→ **Texte fourni**

· · · · ·

Avr 04, 2024 - 4 min read
Caroline Béguin, Copywriter at Sopra Banking Software

Je pense que toute diversité est positive et, féminiser un secteur, c’est le rendre divers. (…) Pour moi, l’avantage de la féminisation, c’est proposer de meilleures solutions. J’ajouterai que le marché est composé d’hommes et de femmes, donc la mixité ne me semble pas mal pour penser au client ; le client n’est pas forcément un homme, il peut être un homme ou une femme. 

Fanny Rodriguez – Directrice des Opérations & Secrétaire Générale chez Fintecture

Women in Finance, un contenu accessible au format Podcast

Au micro de Caroline Béguin, pour la voix française, et de Maya Lawrence, pour la voix anglaise, des experts se succèdent pour commenter les grandes tendances et actualités du secteur de la finance et de la tech. La série dédiée aux Women in finance s’inscrit dans un format conversationnel qui met à l’honneur le parcours et l’expertise métier d’une tête pensante du secteur de la finance.

Fanny Rodriguez, COO & Secrétaire Générale

Dans cet épisode, Fanny Rodriguez, Chief Operating Officer (COO) & Secrétaire Générale chez Fintecture mais aussi membre du Berlin Group, nous parle de ses domaines d’expertise. Elle revient notamment sur les anecdotes qui ont marqué sa vie de femme dans le secteur de la finance. Elle nous parle aussi du grand écart qu’elle a réalisé en passant d’un grand groupe au monde de la fintech, avant de nous confier comment sa nature passionnée et son authenticité lui ont permis de s’adapter, pour arriver où elle en est aujourd’hui.

Transcription du podcast

Introduction et parcours : mise en lumière du parcours unique de Fanny Rodrigues+

Caroline : « Women in Finance » est une série de podcasts mettant en lumière des femmes influentes du secteur financier. Ces femmes incarnent une vision, un parcours, et une fonction unique, offrant ainsi une perspective différente sur la finance en partageant des anecdotes sur leurs expériences et leurs compétences professionnelles. Je suis en compagnie de Fanny Rodrigues. Bonjour Fanny.

Fanny : Bonjour Caroline.

Caroline : Fanny, tu possèdes une riche expérience dans l’industrie financière, commencée en 2002 à l’Association Française des Marchés Financiers où tu étais chargée des affaires européennes et internationales. Ton travail chez Société Générale t’a permis de découvrir le secteur des paiements, en particulier l’interdépendance entre les paiements et les nouvelles technologies. À ce moment-là, tu as travaillé directement avec des fintechs sur le projet DSP2, qui consistait à développer des API pour permettre leur connexion aux comptes de Société Générale. Cette expérience t’a donné l’envie de poursuivre dans le domaine des paiements et de rejoindre Banking, Marseille (maintenant Bridge), avant de rejoindre Fintecture, une fintech indépendante proposant des solutions B2B sur un marché en pleine expansion. Ma première question, compte tenu de cette expérience variée dans l’industrie financière, est la suivante : quelle est la leçon la plus marquante que tu as apprise au cours de ta carrière ?

· · · · ·

→ **Données fournies**

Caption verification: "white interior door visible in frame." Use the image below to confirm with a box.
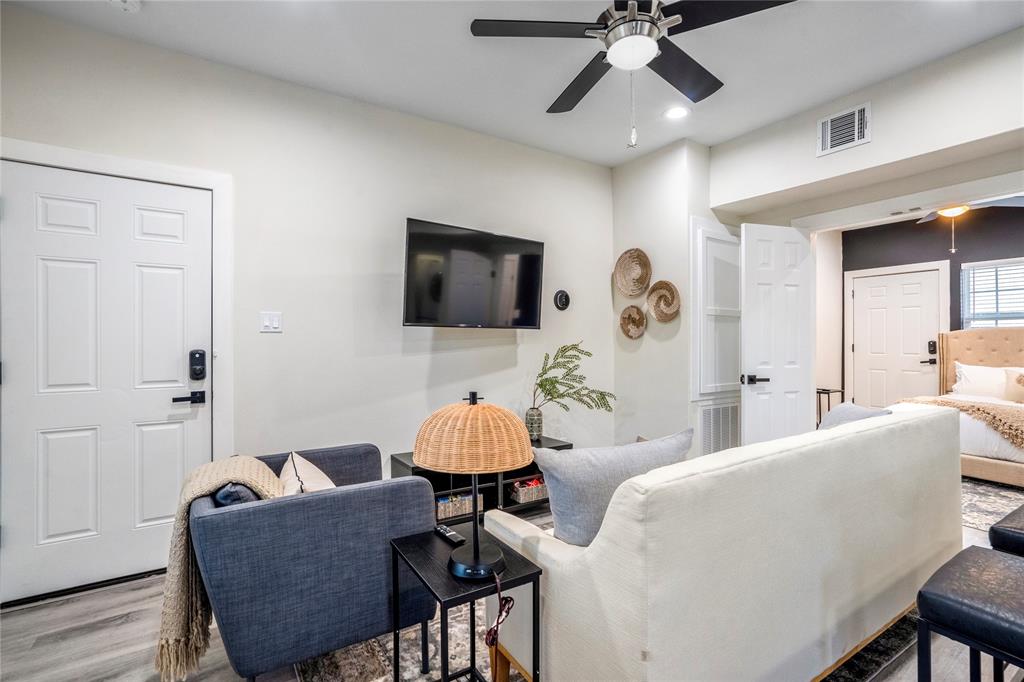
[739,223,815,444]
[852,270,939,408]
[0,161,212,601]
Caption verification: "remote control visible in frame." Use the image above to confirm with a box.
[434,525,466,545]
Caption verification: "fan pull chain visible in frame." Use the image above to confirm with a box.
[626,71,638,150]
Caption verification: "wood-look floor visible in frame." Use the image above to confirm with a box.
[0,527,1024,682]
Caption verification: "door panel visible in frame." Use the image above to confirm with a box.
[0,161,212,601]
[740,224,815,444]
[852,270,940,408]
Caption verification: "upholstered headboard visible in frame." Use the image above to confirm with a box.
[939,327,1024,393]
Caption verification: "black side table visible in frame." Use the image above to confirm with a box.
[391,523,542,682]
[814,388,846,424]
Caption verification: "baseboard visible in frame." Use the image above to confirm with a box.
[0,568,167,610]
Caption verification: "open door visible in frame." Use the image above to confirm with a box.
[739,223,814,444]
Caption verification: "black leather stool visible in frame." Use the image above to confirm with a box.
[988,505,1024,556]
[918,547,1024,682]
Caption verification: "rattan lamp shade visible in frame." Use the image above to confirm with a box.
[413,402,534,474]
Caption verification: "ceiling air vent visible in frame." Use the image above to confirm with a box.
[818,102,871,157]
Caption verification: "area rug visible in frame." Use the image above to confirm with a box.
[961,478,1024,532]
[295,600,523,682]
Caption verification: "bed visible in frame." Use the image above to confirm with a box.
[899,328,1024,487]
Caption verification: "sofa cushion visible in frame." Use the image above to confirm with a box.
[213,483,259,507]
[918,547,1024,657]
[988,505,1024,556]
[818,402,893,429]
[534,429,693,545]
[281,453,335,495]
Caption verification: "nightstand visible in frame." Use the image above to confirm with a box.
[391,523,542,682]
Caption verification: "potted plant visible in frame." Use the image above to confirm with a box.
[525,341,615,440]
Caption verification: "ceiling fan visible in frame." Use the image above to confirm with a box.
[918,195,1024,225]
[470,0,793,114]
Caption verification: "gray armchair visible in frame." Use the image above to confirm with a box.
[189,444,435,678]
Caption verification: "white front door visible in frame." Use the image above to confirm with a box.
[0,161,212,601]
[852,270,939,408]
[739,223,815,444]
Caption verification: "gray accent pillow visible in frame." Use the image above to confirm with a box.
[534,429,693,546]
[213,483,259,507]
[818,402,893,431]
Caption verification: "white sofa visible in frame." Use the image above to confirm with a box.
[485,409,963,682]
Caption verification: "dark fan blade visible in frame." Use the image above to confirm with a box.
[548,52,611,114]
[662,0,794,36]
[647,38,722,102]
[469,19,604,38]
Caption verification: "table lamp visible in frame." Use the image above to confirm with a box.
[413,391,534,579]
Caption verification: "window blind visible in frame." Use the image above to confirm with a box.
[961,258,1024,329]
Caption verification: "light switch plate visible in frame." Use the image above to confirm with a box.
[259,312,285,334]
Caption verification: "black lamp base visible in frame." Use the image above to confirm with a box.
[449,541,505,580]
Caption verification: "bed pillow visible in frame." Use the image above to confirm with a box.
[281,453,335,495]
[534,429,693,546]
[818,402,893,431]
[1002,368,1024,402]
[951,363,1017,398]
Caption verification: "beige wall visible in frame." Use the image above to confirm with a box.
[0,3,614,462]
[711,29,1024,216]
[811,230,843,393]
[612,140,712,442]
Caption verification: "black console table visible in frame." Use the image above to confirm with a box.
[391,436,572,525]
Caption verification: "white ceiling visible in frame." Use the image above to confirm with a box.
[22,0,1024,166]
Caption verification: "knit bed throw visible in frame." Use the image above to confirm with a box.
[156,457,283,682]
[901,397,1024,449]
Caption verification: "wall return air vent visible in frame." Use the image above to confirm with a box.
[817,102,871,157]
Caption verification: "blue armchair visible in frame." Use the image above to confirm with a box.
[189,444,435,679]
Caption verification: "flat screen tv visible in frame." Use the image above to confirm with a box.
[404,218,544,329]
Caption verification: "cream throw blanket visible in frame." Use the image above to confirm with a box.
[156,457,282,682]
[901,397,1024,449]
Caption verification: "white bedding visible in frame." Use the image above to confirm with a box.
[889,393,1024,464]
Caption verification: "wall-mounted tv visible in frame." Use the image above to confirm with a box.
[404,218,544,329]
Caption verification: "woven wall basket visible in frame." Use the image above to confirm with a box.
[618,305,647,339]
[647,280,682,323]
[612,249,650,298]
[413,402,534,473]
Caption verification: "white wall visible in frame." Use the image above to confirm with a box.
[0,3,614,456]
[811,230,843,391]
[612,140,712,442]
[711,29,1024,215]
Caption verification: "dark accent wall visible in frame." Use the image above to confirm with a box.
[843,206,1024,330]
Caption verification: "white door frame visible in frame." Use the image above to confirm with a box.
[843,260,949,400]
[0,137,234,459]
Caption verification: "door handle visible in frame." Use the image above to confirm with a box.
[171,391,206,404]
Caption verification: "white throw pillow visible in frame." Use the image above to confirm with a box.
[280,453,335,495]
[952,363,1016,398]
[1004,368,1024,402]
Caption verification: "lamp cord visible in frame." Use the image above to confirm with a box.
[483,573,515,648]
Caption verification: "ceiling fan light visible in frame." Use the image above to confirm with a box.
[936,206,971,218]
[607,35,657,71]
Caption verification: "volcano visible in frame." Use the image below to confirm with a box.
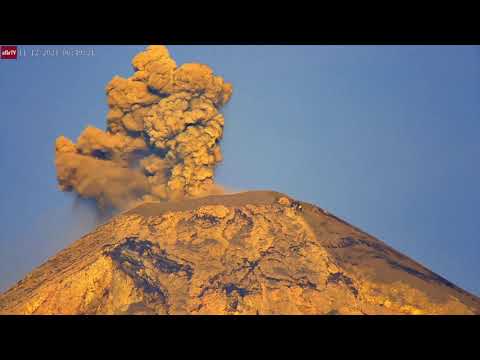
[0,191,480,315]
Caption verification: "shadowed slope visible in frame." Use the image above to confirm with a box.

· · · · ·

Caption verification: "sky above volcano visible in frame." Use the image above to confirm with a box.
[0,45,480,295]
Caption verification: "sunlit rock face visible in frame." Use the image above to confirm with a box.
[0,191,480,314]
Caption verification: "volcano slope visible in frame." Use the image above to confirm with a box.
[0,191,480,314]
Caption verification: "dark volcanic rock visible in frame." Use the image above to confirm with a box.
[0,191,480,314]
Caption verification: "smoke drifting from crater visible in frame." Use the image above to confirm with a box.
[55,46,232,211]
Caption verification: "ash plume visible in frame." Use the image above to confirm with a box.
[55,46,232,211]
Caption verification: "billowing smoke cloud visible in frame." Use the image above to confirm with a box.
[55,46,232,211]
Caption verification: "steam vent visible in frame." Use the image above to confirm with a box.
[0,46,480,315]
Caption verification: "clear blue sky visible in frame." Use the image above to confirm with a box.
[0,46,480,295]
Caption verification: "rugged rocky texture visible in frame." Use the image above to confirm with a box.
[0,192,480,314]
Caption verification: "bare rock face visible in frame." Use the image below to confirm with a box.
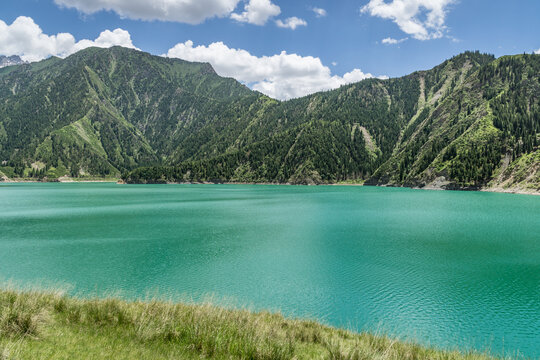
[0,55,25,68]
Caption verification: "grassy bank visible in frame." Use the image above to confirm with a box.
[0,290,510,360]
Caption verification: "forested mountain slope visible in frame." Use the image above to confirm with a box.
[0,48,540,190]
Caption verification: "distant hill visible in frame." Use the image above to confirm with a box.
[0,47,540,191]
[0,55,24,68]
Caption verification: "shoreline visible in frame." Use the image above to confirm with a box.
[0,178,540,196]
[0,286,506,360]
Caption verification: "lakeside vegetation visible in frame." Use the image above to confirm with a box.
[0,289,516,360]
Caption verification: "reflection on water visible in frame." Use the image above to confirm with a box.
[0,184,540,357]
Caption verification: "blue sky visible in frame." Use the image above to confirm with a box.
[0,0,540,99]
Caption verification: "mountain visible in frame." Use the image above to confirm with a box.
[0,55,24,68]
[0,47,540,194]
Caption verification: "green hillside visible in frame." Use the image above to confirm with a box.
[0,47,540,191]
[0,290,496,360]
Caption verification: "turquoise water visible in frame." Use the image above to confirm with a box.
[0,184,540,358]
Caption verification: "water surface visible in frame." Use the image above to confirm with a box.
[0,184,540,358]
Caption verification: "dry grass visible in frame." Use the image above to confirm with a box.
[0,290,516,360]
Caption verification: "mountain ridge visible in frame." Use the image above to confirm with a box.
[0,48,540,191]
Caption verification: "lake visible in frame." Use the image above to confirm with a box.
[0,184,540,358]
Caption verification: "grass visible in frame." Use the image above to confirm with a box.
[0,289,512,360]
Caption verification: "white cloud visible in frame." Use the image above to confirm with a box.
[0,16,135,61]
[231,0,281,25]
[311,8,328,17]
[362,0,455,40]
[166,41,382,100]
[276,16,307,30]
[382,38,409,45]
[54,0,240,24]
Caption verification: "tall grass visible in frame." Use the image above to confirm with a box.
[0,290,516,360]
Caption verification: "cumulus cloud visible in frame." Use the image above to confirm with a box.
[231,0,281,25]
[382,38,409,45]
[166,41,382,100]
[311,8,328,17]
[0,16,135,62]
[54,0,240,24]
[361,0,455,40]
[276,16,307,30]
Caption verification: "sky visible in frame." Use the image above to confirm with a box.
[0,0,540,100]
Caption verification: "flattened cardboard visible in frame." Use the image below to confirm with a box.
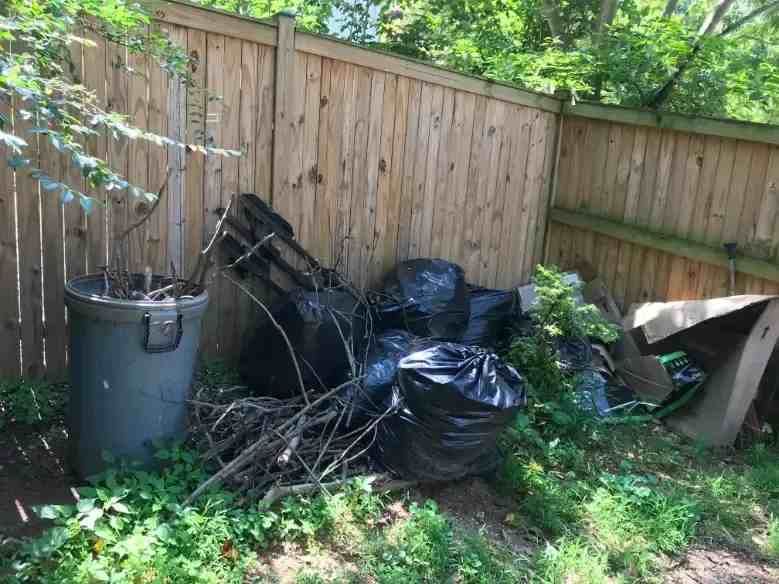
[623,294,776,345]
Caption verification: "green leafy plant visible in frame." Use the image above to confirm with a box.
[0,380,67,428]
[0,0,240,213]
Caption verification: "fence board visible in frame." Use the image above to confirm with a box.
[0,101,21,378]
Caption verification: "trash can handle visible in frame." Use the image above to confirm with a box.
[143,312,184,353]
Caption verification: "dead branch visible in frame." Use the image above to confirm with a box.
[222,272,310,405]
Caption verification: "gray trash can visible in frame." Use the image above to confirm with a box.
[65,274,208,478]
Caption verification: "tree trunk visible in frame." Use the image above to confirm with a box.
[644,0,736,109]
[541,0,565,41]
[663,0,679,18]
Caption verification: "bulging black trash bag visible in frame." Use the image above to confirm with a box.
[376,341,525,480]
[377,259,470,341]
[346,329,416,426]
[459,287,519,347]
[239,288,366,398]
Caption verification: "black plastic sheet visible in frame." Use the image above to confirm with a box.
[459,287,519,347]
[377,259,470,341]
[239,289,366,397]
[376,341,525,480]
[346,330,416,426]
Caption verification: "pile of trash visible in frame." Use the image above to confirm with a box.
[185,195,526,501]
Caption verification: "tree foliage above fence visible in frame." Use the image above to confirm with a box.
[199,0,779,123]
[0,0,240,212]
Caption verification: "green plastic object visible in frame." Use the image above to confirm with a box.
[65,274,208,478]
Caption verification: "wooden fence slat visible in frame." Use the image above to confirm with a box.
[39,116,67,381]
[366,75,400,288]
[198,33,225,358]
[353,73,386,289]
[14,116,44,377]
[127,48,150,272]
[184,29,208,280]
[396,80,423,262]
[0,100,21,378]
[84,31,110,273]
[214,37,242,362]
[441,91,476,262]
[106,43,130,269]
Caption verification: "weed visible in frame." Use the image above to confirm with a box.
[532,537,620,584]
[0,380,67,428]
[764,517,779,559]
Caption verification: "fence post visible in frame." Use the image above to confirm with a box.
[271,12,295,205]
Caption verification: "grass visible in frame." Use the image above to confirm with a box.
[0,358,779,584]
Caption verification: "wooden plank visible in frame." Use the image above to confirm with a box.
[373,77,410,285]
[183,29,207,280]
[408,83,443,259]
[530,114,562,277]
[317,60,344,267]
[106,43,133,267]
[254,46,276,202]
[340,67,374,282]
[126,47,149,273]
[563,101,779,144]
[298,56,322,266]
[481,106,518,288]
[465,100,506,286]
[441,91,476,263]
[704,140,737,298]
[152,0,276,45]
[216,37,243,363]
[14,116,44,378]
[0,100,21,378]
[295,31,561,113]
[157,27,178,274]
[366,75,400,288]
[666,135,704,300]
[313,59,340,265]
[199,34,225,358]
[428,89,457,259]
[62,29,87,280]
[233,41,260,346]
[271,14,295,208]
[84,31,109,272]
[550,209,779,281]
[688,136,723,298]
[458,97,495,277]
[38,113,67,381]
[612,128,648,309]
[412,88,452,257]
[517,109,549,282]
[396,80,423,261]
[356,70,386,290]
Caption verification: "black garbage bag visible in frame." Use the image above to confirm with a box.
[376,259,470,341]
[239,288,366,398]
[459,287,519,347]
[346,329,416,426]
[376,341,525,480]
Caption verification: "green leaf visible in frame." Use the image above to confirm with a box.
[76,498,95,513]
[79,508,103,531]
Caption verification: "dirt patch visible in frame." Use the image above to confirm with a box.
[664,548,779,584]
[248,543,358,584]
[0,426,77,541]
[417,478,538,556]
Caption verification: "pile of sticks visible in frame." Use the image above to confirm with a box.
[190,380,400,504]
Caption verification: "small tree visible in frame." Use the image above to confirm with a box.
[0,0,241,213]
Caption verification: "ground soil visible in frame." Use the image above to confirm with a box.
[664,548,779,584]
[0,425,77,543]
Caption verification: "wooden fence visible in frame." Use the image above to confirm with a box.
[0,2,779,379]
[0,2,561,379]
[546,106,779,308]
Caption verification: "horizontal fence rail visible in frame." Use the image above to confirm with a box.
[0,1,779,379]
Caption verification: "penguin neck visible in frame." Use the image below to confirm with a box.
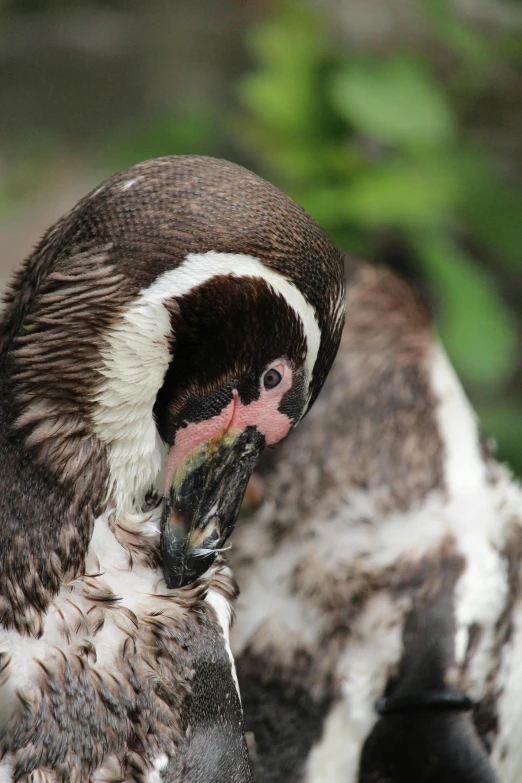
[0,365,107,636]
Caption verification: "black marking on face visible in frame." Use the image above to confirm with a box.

· · · · ·

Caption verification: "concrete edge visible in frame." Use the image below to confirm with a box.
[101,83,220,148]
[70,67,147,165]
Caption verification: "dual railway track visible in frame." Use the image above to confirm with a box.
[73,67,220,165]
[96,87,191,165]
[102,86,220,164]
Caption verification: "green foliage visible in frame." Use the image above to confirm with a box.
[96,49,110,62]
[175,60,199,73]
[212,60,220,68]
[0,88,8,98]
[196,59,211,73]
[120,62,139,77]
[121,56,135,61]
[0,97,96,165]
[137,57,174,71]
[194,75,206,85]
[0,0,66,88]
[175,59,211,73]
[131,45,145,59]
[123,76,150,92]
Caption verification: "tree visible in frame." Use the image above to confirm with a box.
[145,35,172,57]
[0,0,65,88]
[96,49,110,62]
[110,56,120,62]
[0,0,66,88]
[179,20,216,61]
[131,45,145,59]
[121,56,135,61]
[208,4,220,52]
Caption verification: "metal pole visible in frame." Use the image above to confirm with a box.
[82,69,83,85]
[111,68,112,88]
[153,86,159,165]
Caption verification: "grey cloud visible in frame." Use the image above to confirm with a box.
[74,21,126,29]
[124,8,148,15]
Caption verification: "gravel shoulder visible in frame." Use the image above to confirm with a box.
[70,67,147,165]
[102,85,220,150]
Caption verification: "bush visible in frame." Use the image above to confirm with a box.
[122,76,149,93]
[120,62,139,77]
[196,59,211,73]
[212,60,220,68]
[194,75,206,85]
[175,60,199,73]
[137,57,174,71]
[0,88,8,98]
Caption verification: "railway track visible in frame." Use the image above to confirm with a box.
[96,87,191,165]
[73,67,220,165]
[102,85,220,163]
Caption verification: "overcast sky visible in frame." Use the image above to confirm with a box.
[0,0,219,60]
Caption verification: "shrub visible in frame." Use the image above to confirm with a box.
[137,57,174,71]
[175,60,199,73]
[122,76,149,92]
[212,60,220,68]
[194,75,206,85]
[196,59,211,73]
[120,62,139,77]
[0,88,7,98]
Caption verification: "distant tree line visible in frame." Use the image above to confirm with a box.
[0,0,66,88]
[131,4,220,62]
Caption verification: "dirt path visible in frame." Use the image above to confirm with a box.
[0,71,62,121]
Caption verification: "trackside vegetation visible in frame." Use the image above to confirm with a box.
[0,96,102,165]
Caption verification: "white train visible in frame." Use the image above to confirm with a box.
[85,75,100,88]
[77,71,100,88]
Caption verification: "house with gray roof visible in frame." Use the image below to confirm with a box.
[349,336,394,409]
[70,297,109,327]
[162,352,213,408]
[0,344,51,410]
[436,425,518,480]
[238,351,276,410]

· · · · ·

→ **Consigne A**
Les affirmations suivantes concordent-elles avec le texte sur le podcast Women in Finance ? (i) Fanny a commencé dans l’industrie financière en 2002 à l’Association Française des Marchés Financiers. (ii) Maya Lawrence assure la voix française du podcast. (iii) Fintecture propose des solutions B2C. Répondez par oui ou non pour chacune, en citant les mots du texte qui tranchent.
→ **Consigne B**
Rédigez la suite du texte sur le podcast Women in Finance, à partir de la question qui le termine.

→ **Résultat attendu A**
(i) Oui : « commencée en 2002 à l’Association Française des Marchés Financiers ».
(ii) Non : « Au micro de Caroline Béguin, pour la voix française, et de Maya Lawrence, pour la voix anglaise ».
(iii) Non : « une fintech indépendante proposant des solutions B2B ».

→ **Résultat attendu B**
Fanny : Merci Caroline. Une des leçons les plus marquantes que j’ai apprise est l’importance de rester soi-même, quelle que soit la situation ou le poste occupé. Être authentique dans son entreprise, apprécier ce que l’on fait et apprécier toutes les interactions quotidiennes est, à mon avis, fondamental.

Transition des banques traditionnelles aux fintechs : défis et adaptations face aux crises économiques+

Caroline : Tu es passée d’un grand groupe comme Société Générale au monde des fintechs, avec Fintecture comme dernière expérience, et cela à un moment où les ressources financières sont moins abondantes en raison des récentes crises, telles que la pandémie de Covid-19 et l’inflation. Comment t’adaptes-tu à cette situation ? Comment vis-tu ce défi ?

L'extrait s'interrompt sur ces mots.